**Work to be completed:** Take all the material and copy it exactly.
==== Records supplied
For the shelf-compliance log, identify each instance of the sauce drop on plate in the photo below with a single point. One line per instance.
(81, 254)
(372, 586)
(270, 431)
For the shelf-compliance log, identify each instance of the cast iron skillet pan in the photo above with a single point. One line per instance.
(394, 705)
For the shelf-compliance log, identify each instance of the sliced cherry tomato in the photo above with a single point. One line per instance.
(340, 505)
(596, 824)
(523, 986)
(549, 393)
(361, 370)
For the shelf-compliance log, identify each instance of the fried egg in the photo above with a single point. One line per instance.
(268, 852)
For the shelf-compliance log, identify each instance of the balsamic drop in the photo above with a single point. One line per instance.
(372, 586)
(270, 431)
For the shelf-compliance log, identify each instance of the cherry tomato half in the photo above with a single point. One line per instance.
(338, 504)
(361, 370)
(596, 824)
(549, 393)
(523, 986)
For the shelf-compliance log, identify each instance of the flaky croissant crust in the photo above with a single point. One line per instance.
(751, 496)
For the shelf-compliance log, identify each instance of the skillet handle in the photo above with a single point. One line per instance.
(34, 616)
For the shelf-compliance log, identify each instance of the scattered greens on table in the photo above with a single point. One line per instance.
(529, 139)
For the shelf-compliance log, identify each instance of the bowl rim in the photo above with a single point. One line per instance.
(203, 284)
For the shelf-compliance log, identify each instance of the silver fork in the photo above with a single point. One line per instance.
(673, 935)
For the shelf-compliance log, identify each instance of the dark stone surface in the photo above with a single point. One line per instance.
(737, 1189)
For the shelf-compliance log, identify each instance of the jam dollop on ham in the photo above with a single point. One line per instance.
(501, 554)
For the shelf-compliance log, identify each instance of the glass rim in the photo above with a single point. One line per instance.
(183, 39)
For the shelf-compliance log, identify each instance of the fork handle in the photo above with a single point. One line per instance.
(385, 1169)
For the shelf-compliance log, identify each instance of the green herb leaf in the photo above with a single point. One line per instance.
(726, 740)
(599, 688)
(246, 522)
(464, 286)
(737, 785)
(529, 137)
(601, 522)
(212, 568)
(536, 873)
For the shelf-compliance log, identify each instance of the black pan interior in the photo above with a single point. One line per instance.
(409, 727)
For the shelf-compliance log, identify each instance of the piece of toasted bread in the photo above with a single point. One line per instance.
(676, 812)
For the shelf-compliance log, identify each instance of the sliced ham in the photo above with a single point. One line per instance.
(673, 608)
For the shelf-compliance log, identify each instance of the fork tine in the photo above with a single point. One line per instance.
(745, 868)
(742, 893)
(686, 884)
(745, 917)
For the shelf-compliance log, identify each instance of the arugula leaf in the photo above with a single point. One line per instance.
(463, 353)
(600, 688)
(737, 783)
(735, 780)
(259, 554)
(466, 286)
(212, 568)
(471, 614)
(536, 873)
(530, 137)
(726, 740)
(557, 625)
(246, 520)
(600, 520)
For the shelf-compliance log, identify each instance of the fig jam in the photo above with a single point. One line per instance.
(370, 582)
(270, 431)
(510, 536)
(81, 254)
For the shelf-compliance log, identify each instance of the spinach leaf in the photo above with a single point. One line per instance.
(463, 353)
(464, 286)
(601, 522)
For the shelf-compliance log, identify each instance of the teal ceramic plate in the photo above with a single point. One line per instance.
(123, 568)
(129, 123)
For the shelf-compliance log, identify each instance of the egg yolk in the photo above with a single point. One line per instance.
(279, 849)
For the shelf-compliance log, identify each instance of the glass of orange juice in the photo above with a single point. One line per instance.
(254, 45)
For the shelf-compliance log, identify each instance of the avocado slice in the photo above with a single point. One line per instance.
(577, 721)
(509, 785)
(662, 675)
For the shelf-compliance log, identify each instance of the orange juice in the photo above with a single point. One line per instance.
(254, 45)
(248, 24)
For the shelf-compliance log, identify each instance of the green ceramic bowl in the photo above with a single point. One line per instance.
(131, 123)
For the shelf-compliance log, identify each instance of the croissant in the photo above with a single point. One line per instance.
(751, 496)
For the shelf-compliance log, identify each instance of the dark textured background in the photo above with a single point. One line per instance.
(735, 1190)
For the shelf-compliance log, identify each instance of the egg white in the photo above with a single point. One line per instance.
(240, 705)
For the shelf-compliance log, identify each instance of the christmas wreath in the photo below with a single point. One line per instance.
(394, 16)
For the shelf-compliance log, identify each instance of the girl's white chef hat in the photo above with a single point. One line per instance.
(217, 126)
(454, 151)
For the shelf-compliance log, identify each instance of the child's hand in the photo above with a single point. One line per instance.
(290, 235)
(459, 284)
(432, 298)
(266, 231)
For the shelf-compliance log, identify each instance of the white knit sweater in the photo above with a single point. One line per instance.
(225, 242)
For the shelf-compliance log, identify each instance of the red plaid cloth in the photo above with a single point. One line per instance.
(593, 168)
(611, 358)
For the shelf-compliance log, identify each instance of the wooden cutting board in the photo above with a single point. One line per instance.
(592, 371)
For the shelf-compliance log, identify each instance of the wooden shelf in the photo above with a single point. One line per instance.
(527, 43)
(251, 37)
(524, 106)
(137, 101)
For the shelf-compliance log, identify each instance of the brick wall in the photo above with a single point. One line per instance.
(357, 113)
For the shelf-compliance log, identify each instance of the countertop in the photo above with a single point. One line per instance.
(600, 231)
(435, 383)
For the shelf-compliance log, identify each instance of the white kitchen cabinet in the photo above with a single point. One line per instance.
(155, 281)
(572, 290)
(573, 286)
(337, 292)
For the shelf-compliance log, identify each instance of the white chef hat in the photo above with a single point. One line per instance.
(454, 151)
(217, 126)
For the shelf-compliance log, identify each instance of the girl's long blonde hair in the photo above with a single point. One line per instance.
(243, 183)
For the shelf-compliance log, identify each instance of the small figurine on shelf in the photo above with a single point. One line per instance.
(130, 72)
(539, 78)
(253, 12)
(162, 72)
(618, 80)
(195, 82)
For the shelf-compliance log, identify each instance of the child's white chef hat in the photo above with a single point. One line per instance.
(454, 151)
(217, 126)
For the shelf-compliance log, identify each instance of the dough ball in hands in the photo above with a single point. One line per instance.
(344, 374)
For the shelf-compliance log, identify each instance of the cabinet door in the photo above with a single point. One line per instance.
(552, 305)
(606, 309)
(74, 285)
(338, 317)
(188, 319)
========
**Response to the exercise:**
For the shelf-compliance log, identify each instance of the sauce drop on plate in the photo below with a single point. One line per instance.
(81, 254)
(372, 586)
(270, 431)
For the shelf-compliance log, identify each instance of the cast iron skillet pan in the photo above with a single point. One line per instance.
(394, 705)
For the shelf-compliance log, identify each instance of the sliced cherry tomato in the photo above with a single point. One line per instance.
(340, 505)
(596, 824)
(523, 986)
(549, 393)
(361, 370)
For the shelf-compliance log, identify each instance of the fried egg in the photo above with a single point. One line per instance.
(268, 852)
For the shelf-compliance log, identify each instance of the balsamic drop in the photo above with a single point. One line per instance.
(372, 586)
(270, 431)
For the shelf-compliance log, identify each instance of the cherry tomato half in the photo above with a single point. One line per instance.
(338, 504)
(361, 370)
(596, 824)
(549, 393)
(523, 986)
For the shelf-compliance log, identify each instance of the flaky croissant crust in the photo above with a single point. One line per instance.
(751, 496)
For the shelf-compliance log, identify each instance of the skillet handle in the photo above with a single point. One line per instance.
(34, 616)
For the shelf-compliance log, identify each instance of the scattered greens on table in the photo above with a single point. One line per instance.
(529, 139)
For the shelf-compliance log, identify each instance of the bowl rim in the photo above with a single point. One line per instance.
(203, 284)
For the shelf-compliance log, identify each instance of the silver fork in the photo above with a single point. One line per instance.
(673, 935)
For the shelf-compliance log, identify each instance of the dark stone surface in the photo above with a single point. One line per instance.
(737, 1189)
For the shelf-compliance log, identify each instance of the jam dollop on ham in the photo above with a single point. One line per instance.
(501, 554)
For the shelf-compliance log, identify each instance of the glass rim in the photo above with a single point. One line per instance.
(183, 39)
For the shelf-compliance log, identify each instance of the fork handle in the photo above with a single point. One line per instance.
(385, 1169)
For the shelf-compliance log, identify each instance of the green herb leaf in the photo above with a single point. One line per instance.
(726, 740)
(599, 688)
(246, 522)
(464, 286)
(737, 785)
(529, 137)
(601, 522)
(212, 568)
(536, 873)
For the shelf-compliance log, identify each instance of the black pan interior in the photo above with a single point. One line per instance.
(409, 727)
For the shelf-compliance log, identify each instance of the piece of toasted bread in the photo above with a single point. One line per instance.
(676, 812)
For the shelf-compliance log, identify each instance of the sliced ham in the photo above with a single point. One line per instance.
(673, 608)
For the shelf-compliance log, identify each instance of the fork tine in the photo above with a single point. One line per instance.
(745, 868)
(742, 893)
(686, 884)
(745, 917)
For the shelf-compliance log, identify each instance of the arugula leaf in the photo above with a single point. One line per instance.
(463, 353)
(600, 688)
(737, 783)
(735, 780)
(259, 554)
(466, 286)
(212, 568)
(471, 614)
(536, 873)
(530, 137)
(726, 740)
(557, 625)
(246, 520)
(600, 520)
For the shelf-compliance log, identify each instance of the fig jam in the photo above with a single point. One line per instance.
(370, 582)
(270, 431)
(510, 536)
(81, 254)
For the shelf-compliance log, identify each instance of the spinach leaf in the photo above with a single point. One line per instance.
(463, 353)
(464, 286)
(601, 522)
For the shelf-compliance log, identify each instance of the teal ceramic plate in the photo above with a single point. One line per instance.
(123, 568)
(129, 123)
For the shelf-compliance log, identify each instance of the egg yolk in the photo above with a single point. One line per instance.
(279, 849)
For the shelf-compliance log, identify each instance of the glass of orange juice in the photo above with a single point. One line per instance.
(254, 45)
For the shelf-compliance log, identify each instance of the avocado slice in the photo above with a single point. One line per instance.
(577, 721)
(509, 785)
(662, 675)
For the shelf-compliance log, identify each instance of the orange juice in the photo above with a single point. One line per instance.
(254, 45)
(248, 24)
For the shelf-compliance log, identify each instance of the green ceramic bowl in the photo above with a single point. One line per instance.
(131, 123)
For the shelf-compliance log, identify each instance of the croissant in the photo above with a single point. One line per instance.
(751, 496)
For the shelf-compliance log, identify each instance of the dark textured background in the photo above with a single point. One line per instance.
(735, 1190)
For the shelf-compliance log, identify each instance of the egg white in the photo above with a single point. One line per instance.
(240, 705)
For the shelf-compliance log, identify each instance of the christmas wreath in the photo below with a single point. One line per instance.
(394, 16)
For the shelf-compliance log, identify each instance of the girl's white chef hat in the photo above with a single point. One line per instance.
(217, 126)
(454, 151)
For the shelf-compliance log, identify each instance of the child's hand in the photo above with a single point. One line per instance.
(290, 235)
(459, 284)
(432, 298)
(266, 231)
For the shelf-compliance log, identify each instance of the white knit sweater in the photo above with a single point. One line per instance.
(225, 242)
For the shelf-compliance log, identify each instance of the red plaid cloth in the photo above with a single point. One line per instance.
(593, 168)
(611, 358)
For the shelf-compliance log, identify each instance of the wooden cutting board in the photo above with a single point. One line per instance.
(592, 371)
For the shelf-compliance log, identify each instance of the wooden shelf in the photo above with a single point. One line per instance.
(527, 43)
(251, 37)
(524, 106)
(137, 101)
For the shelf-compliance log, identify each instance of the brick wall in the photo above with a single point. One line per instance.
(357, 113)
For the shelf-compliance log, identify each instance of the countertop in the photo above with a single point. One line per instance.
(600, 231)
(435, 383)
For the shelf-compliance log, identify each instance of the white kitchen cabinet in the photo above with a single point. One line per instance.
(155, 281)
(572, 290)
(573, 286)
(337, 292)
For the shelf-compliance log, identify each instance of the white chef hat in the photo above with a single point. One line per instance.
(454, 151)
(217, 126)
For the shelf-compliance log, identify each instance of the girl's long blonde hair in the photo above with a single point. One line per instance.
(243, 183)
For the shelf-compliance log, identify each instance of the small figurine on shelf in the photo above with a single point. One line per instance.
(130, 72)
(539, 78)
(253, 12)
(162, 72)
(618, 80)
(195, 82)
For the shelf-compliance log, identify each instance of the child's white chef hat in the photo above with a single point. One line per instance.
(454, 151)
(217, 126)
For the shelf-compliance log, identify each instance of the dough ball in hands in the photo above with a single point. One line per instance.
(344, 374)
For the shelf-compliance log, identify each instance of the cabinet door in the photo above with a single point. One line per instance.
(552, 305)
(606, 309)
(74, 285)
(338, 317)
(188, 319)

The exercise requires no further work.